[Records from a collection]
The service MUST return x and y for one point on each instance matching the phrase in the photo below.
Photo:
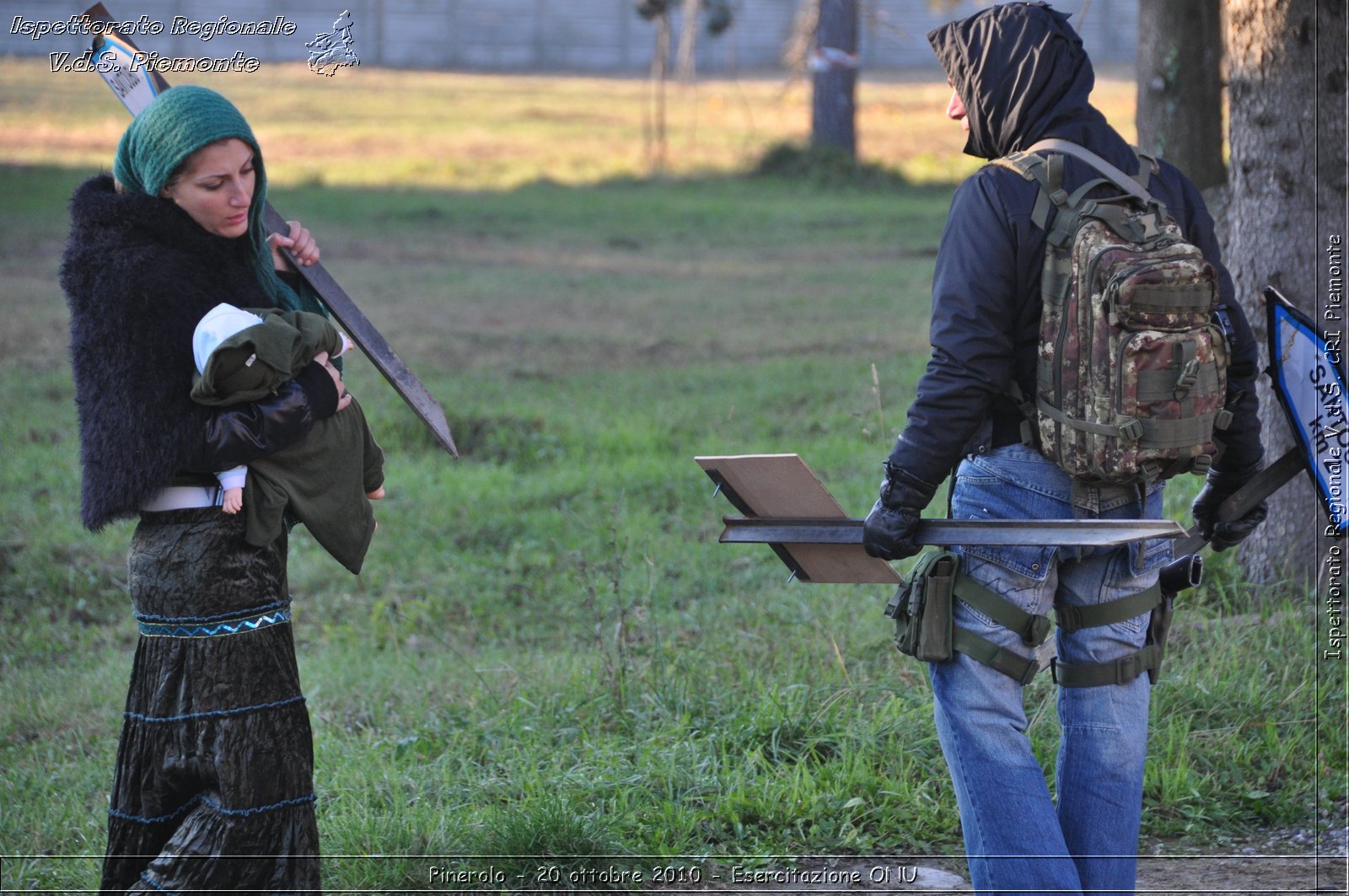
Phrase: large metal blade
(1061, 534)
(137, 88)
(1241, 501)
...
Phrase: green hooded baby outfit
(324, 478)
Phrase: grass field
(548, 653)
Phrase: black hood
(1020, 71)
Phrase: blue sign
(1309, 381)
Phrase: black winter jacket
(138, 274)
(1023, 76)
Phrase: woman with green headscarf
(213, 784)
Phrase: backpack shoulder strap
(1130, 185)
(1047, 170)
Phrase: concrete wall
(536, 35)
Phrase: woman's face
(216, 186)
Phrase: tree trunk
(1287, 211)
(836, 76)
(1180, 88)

To do: Switch "metal" to "steel" in the material from the line with "The service MUST" up to and including the line with "(1241, 501)". Write out only those lines, otherwise unchanged and without the picture.

Expected output:
The service MUST return x and y for one point on each instance matching the phrase in the photo below.
Photo:
Phrase: large steel blade
(1061, 534)
(137, 88)
(1241, 501)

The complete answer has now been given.